======== DOCUMENT PASSAGE ========
For the next seventy-six years this immense and valuable property was tossed about like a royal bauble. In the process, of course, it was considerably altered, though fragments of the original monastery including the gate still remain. First Henry VIII gave it to two of the caretakers, then to Sir Thomas Audley, speaker of the House of Commons, then to Sir Edward North, one of the king’s privy councillors. The Duke of Northumberland had it for a time before his execution, then Lord North took it back again and was nearly bankrupted by entertaining Queen Elizabeth several times. His son sold it to the Duke of Norfolk, but it reverted to the crown when this unfortunate gentleman was beheaded for conspiring to marry Mary, Queen of Scots. Later it was given to the Duke’s son, Lord Thomas Howard. King James (who of course was Mary’s son) was a guest of Howard for several days and made him Earl of Suffolk. Eventually Howard sold it to the remarkable philanthropist, Thomas Sutton.
With Sutton begins the period of the Charterhouse’s greatest fame. Sutton was nearing the end of his adventurous life and had no heir to whom he could leave his vast fortune. All sorts of people, including King James, were after his money, but what decided the issue for the old man was a letter from the Bishop of Exeter which began as follows:
The very basest element yields gold. The savage Indian gets it, the servile apprentice works it, the very Midianitish camel may wear it, the miserable worldling admires it, the covetous Jew swallows it, the unthrifty ruffian spends it. What. are all these better for it? Only good use gives praise to earthly possessions... To be a friend to this Mammon is to be an enemy to God; but to make friends with it is royal and Christian.
======== DATA ========
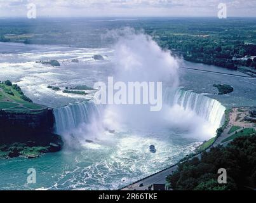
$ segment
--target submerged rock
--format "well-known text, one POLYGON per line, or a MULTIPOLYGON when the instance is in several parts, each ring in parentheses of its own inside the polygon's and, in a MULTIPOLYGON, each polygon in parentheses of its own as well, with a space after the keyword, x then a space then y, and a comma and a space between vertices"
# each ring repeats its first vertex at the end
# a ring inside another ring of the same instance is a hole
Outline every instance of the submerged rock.
POLYGON ((154 147, 154 145, 152 145, 149 146, 149 151, 152 153, 156 153, 156 148, 154 147))
POLYGON ((100 55, 94 55, 93 56, 93 58, 94 60, 104 60, 104 58, 103 58, 103 56, 100 55))
POLYGON ((50 143, 50 149, 49 149, 50 152, 57 152, 60 151, 61 149, 62 146, 53 143, 50 143))
POLYGON ((73 63, 79 63, 79 60, 77 59, 77 58, 74 58, 74 59, 72 59, 72 60, 71 60, 71 62, 73 62, 73 63))

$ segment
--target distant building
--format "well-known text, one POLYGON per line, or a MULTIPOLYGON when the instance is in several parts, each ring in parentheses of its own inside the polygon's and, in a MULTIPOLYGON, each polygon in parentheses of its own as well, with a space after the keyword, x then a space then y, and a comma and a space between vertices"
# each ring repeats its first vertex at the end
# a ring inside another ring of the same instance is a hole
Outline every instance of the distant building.
POLYGON ((153 184, 151 185, 151 190, 166 190, 165 184, 153 184))
POLYGON ((256 108, 253 107, 249 110, 249 115, 245 118, 245 121, 256 122, 256 108))

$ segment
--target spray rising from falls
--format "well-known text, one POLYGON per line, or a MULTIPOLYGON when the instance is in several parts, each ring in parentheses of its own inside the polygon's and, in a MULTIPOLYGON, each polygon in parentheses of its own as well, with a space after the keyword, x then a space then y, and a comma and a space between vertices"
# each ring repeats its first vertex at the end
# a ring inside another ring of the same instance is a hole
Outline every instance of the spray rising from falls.
MULTIPOLYGON (((170 102, 171 100, 166 97, 165 99, 170 102)), ((205 94, 179 89, 172 102, 173 105, 182 107, 185 112, 192 111, 200 118, 208 121, 214 130, 222 124, 226 108, 220 102, 206 96, 205 94)))
POLYGON ((91 124, 97 124, 97 121, 100 121, 101 107, 93 102, 76 103, 55 108, 54 116, 55 133, 68 138, 71 133, 77 133, 82 126, 85 133, 93 132, 91 128, 99 128, 91 124))
POLYGON ((125 84, 162 82, 167 90, 164 91, 161 110, 150 112, 150 105, 147 104, 111 105, 102 109, 92 102, 75 103, 55 110, 56 132, 75 134, 74 136, 81 136, 84 140, 84 136, 101 133, 99 128, 152 132, 179 128, 201 140, 214 136, 225 108, 203 95, 179 89, 176 58, 144 34, 131 30, 125 33, 115 46, 115 81, 125 84))

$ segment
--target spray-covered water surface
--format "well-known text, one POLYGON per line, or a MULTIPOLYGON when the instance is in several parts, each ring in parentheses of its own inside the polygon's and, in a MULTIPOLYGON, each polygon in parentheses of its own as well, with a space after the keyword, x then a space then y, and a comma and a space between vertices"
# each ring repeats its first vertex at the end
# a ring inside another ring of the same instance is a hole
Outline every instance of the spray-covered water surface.
MULTIPOLYGON (((62 152, 36 159, 1 160, 1 189, 117 189, 176 163, 215 136, 225 107, 205 93, 214 93, 210 86, 227 79, 235 86, 236 79, 181 70, 180 60, 150 37, 135 33, 125 37, 102 49, 0 46, 0 80, 17 82, 34 102, 53 107, 55 131, 65 141, 62 152), (95 55, 104 60, 95 60, 95 55), (60 67, 36 62, 50 59, 58 60, 60 67), (151 112, 149 105, 97 105, 91 101, 94 91, 86 96, 62 92, 65 87, 91 87, 108 76, 125 82, 163 81, 161 110, 151 112), (149 150, 152 144, 155 154, 149 150), (26 173, 31 167, 37 179, 29 185, 26 173)), ((253 82, 243 81, 239 98, 255 102, 255 95, 246 93, 247 84, 253 82)), ((229 96, 239 105, 236 95, 229 96)))

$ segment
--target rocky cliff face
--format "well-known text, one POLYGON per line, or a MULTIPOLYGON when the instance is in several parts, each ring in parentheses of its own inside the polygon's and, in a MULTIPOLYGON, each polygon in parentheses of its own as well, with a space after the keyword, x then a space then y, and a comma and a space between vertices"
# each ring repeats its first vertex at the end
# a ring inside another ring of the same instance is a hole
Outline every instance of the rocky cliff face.
POLYGON ((51 108, 29 113, 0 110, 0 139, 19 141, 26 137, 36 136, 51 131, 53 123, 51 108))
POLYGON ((59 135, 52 133, 53 110, 37 112, 0 111, 0 159, 36 158, 62 149, 59 135))

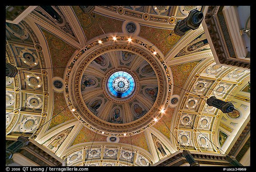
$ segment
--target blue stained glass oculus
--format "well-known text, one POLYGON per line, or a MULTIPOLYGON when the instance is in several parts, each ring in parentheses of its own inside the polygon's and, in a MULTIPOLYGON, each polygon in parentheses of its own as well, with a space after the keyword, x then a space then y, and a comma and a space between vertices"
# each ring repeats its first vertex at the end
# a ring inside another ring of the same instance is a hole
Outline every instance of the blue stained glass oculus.
POLYGON ((135 88, 134 79, 128 73, 117 71, 108 79, 107 87, 109 93, 114 97, 124 98, 130 96, 135 88))

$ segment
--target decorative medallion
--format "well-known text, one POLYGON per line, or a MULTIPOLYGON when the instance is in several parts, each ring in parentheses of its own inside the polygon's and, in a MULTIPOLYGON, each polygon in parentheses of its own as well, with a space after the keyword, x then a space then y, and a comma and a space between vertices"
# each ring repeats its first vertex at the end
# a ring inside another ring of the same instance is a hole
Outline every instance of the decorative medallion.
POLYGON ((65 90, 77 110, 73 114, 92 129, 114 137, 138 133, 154 124, 152 116, 161 115, 159 107, 168 105, 171 94, 163 60, 141 45, 121 43, 127 38, 117 36, 121 43, 83 48, 79 59, 71 61, 72 72, 65 81, 72 85, 65 90))

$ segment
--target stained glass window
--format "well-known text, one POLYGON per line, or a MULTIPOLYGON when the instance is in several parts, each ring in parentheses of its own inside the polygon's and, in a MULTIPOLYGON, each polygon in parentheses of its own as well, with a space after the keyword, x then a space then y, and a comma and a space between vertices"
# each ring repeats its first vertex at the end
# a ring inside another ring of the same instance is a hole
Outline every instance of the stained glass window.
POLYGON ((109 76, 107 86, 112 96, 123 98, 132 93, 135 88, 135 82, 130 74, 124 71, 118 71, 109 76))

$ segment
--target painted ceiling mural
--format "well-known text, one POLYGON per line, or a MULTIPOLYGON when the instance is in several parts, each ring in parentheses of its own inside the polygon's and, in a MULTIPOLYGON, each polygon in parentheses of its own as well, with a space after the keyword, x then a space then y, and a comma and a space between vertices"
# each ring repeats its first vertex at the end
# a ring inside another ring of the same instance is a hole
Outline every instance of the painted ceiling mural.
POLYGON ((30 137, 67 166, 227 151, 250 118, 250 71, 216 64, 201 26, 164 39, 201 6, 86 7, 6 23, 6 61, 20 71, 6 78, 6 137, 30 137), (208 106, 212 96, 236 111, 208 106))

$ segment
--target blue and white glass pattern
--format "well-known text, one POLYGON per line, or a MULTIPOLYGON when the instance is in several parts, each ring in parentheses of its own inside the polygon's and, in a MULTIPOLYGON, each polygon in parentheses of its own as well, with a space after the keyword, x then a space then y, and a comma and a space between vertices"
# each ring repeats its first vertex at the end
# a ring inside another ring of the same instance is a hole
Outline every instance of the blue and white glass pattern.
POLYGON ((135 88, 135 82, 130 74, 124 71, 118 71, 109 76, 107 86, 112 96, 123 98, 132 93, 135 88))

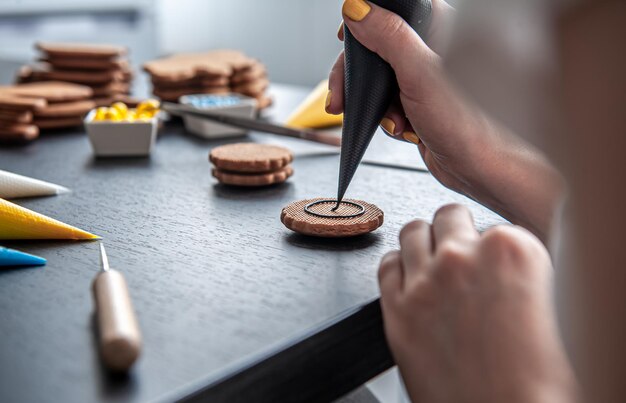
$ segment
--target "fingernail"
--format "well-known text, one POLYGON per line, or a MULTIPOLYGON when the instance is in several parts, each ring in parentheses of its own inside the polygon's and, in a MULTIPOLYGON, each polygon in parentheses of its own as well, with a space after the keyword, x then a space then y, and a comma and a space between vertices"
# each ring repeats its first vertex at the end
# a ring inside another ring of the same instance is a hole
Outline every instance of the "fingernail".
POLYGON ((331 90, 328 90, 328 94, 326 94, 326 106, 324 107, 326 109, 326 112, 328 112, 328 107, 330 106, 330 100, 332 99, 333 96, 333 92, 331 90))
POLYGON ((361 21, 371 9, 365 0, 345 0, 341 11, 352 21, 361 21))
POLYGON ((389 118, 383 118, 383 120, 380 121, 380 125, 382 126, 383 130, 387 132, 387 134, 393 136, 393 131, 396 129, 396 124, 393 123, 393 120, 389 118))
POLYGON ((419 144, 421 142, 419 136, 413 132, 404 132, 402 137, 409 143, 419 144))

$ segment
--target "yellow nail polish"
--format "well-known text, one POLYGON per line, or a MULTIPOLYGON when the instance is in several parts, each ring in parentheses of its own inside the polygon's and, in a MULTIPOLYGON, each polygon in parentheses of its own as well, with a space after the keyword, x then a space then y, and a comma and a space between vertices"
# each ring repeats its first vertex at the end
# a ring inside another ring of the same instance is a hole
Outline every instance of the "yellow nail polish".
POLYGON ((342 12, 352 21, 361 21, 371 9, 372 7, 365 0, 345 0, 342 12))
POLYGON ((331 97, 333 96, 332 94, 333 92, 331 90, 328 90, 328 93, 326 94, 326 106, 325 106, 326 112, 328 112, 328 107, 330 106, 330 100, 332 99, 331 97))
POLYGON ((389 118, 383 118, 383 120, 380 121, 380 125, 390 135, 393 135, 393 131, 396 129, 396 124, 389 118))
POLYGON ((404 132, 402 137, 409 143, 419 144, 421 142, 419 136, 413 132, 404 132))

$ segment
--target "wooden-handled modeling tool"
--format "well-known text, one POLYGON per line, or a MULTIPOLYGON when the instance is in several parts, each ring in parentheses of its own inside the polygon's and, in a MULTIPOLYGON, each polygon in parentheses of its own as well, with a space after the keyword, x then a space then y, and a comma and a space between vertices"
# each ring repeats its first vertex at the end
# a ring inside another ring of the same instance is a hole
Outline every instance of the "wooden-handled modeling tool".
POLYGON ((240 127, 248 130, 255 130, 263 133, 277 134, 279 136, 293 137, 296 139, 315 141, 316 143, 328 144, 331 146, 341 146, 341 138, 333 133, 326 133, 319 130, 292 129, 291 127, 266 122, 259 119, 244 118, 241 116, 223 115, 214 111, 194 108, 193 106, 164 102, 161 108, 172 115, 193 115, 225 125, 240 127))
POLYGON ((108 369, 126 371, 139 357, 141 333, 124 276, 109 267, 103 244, 100 254, 102 271, 93 281, 100 354, 108 369))

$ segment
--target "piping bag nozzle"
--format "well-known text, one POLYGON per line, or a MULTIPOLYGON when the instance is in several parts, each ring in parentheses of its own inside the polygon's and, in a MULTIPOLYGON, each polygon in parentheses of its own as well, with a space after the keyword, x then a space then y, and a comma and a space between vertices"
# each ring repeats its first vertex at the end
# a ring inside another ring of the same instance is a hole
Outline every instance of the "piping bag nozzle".
MULTIPOLYGON (((424 37, 432 11, 431 0, 370 0, 398 14, 424 37)), ((337 205, 369 146, 391 101, 398 95, 398 83, 391 66, 357 41, 344 24, 345 89, 341 135, 341 161, 337 205)))

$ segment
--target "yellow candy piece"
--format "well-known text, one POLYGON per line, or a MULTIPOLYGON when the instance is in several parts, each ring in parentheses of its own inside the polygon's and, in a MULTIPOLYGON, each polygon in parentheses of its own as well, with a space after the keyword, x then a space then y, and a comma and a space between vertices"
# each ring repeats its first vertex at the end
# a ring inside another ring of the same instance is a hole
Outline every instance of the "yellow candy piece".
MULTIPOLYGON (((154 116, 159 111, 161 107, 161 103, 156 99, 146 99, 145 101, 141 101, 139 105, 137 105, 137 113, 143 114, 149 112, 154 116)), ((150 117, 152 117, 150 116, 150 117)))
POLYGON ((104 120, 112 120, 114 122, 117 122, 122 120, 122 117, 120 116, 120 113, 117 111, 117 109, 108 108, 106 110, 106 113, 104 114, 104 120))
POLYGON ((137 110, 129 109, 128 112, 126 113, 124 120, 128 122, 134 122, 135 120, 137 120, 137 110))
POLYGON ((124 119, 126 117, 126 113, 128 113, 128 106, 124 102, 116 102, 111 105, 111 109, 115 109, 117 113, 120 115, 120 119, 124 119))
POLYGON ((107 108, 106 106, 99 107, 98 109, 96 109, 96 114, 94 115, 93 120, 105 120, 105 116, 108 110, 109 108, 107 108))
========
- [PROMPT A]: In the Charterhouse passage, what title did King James give Lord Thomas Howard?
- [PROMPT B]: Reproduce the part of the Charterhouse passage starting with "With Sutton begins" and going on through "royal and Christian.".

- [RESPONSE BOX A]: Earl of Suffolk

- [RESPONSE BOX B]:
With Sutton begins the period of the Charterhouse’s greatest fame. Sutton was nearing the end of his adventurous life and had no heir to whom he could leave his vast fortune. All sorts of people, including King James, were after his money, but what decided the issue for the old man was a letter from the Bishop of Exeter which began as follows:
The very basest element yields gold. The savage Indian gets it, the servile apprentice works it, the very Midianitish camel may wear it, the miserable worldling admires it, the covetous Jew swallows it, the unthrifty ruffian spends it. What. are all these better for it? Only good use gives praise to earthly possessions... To be a friend to this Mammon is to be an enemy to God; but to make friends with it is royal and Christian.